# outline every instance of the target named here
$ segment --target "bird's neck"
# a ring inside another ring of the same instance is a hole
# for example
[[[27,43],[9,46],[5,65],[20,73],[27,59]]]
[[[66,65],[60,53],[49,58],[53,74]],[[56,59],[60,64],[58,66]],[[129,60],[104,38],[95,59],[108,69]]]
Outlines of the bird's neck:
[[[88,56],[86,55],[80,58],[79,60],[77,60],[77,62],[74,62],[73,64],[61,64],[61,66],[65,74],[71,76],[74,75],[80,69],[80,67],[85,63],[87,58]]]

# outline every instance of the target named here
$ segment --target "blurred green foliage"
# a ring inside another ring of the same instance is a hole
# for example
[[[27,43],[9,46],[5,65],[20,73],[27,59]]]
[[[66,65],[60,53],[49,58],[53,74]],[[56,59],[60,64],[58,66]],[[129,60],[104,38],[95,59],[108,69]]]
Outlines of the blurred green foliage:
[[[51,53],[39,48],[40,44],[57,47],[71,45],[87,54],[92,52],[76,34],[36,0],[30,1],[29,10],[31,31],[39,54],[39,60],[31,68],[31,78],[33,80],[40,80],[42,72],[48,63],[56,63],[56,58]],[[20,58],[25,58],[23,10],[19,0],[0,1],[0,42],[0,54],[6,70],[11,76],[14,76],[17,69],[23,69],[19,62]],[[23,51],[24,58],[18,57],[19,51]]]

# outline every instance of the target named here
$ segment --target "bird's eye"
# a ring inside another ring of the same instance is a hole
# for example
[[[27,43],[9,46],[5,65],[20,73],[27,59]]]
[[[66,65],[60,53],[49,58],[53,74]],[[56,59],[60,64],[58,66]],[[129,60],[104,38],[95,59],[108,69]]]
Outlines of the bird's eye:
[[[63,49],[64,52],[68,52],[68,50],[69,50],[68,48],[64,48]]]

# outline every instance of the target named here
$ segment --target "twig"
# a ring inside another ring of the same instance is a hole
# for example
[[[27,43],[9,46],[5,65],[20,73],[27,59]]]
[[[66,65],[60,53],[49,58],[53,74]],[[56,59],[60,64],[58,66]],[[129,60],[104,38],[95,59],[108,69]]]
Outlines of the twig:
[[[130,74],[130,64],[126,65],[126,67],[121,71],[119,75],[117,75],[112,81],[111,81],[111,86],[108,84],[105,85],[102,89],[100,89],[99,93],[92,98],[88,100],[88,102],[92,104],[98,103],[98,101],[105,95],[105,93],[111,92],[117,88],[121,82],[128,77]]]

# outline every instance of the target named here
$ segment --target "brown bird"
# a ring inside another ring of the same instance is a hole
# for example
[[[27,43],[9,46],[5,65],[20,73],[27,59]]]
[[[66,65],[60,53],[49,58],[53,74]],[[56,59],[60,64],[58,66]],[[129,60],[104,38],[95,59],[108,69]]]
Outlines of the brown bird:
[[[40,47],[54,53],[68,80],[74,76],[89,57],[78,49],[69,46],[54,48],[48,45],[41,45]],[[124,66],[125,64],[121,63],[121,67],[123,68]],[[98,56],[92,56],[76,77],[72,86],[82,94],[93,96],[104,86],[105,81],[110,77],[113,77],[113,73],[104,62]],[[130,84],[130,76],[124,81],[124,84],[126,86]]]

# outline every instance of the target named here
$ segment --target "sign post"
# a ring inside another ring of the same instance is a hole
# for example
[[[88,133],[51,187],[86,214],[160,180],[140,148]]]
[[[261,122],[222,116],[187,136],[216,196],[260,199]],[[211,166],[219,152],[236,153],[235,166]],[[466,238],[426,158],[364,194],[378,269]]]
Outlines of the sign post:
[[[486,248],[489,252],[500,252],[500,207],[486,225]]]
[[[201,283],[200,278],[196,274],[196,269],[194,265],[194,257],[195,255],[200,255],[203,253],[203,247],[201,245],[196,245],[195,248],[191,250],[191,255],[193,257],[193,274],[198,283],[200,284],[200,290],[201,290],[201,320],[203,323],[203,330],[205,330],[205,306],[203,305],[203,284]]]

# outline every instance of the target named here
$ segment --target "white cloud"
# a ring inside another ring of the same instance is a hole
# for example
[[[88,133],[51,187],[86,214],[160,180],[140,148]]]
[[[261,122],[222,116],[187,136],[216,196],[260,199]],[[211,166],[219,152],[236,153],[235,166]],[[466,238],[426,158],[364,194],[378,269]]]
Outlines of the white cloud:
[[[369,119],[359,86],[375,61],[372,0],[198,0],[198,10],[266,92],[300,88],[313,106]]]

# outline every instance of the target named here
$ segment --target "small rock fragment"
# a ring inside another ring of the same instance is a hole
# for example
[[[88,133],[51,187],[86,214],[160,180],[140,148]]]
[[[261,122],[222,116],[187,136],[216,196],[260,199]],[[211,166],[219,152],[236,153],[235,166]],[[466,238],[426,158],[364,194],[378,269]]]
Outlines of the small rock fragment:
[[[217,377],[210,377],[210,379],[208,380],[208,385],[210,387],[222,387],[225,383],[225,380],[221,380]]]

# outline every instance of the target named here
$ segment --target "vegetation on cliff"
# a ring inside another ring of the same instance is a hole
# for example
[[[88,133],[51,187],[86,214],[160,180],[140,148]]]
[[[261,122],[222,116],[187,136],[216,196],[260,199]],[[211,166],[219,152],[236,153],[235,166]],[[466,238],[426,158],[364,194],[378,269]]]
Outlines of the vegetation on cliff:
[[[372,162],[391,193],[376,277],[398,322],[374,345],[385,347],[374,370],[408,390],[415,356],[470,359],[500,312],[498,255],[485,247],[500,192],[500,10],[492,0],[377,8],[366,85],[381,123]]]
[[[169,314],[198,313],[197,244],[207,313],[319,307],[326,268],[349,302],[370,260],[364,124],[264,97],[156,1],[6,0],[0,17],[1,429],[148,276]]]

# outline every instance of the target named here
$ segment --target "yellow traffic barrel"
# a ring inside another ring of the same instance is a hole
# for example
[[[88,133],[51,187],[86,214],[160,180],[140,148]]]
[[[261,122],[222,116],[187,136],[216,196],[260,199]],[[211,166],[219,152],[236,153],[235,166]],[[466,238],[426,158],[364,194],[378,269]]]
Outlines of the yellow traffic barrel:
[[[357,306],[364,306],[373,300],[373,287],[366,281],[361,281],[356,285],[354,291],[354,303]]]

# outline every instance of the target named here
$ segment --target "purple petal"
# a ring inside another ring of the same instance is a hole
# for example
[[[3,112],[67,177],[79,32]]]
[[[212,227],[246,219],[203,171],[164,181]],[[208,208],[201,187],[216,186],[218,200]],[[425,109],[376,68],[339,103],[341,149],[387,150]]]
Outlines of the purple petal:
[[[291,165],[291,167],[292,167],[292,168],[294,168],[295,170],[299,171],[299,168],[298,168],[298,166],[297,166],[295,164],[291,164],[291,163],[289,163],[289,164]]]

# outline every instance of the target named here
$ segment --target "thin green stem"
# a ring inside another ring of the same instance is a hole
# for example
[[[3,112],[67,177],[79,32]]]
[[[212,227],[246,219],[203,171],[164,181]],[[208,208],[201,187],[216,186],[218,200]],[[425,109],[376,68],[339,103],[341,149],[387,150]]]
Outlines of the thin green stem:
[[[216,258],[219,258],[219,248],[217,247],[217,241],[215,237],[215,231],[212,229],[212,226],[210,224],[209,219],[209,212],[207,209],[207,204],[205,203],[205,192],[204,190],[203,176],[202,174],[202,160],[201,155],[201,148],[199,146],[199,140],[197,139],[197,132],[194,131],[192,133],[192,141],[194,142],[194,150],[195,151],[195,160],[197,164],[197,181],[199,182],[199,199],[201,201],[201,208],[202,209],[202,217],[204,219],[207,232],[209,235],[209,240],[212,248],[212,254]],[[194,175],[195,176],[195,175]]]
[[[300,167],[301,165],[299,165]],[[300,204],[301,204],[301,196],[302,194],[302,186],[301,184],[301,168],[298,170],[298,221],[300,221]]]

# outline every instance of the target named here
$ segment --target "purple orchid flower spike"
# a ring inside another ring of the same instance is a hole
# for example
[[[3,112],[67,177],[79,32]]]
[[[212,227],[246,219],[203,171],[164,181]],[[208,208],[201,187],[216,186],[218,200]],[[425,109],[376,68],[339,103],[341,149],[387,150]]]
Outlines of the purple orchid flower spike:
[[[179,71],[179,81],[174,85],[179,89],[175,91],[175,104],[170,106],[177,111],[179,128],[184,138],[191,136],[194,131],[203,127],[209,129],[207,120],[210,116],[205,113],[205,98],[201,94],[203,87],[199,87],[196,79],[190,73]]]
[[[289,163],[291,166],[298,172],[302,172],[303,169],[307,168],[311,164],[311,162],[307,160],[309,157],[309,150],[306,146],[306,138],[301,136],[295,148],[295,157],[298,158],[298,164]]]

=-=-=

Please count the lines above that contain the word "white" and reply with that number alone.

> [ANSWER FOR THE TASK] 2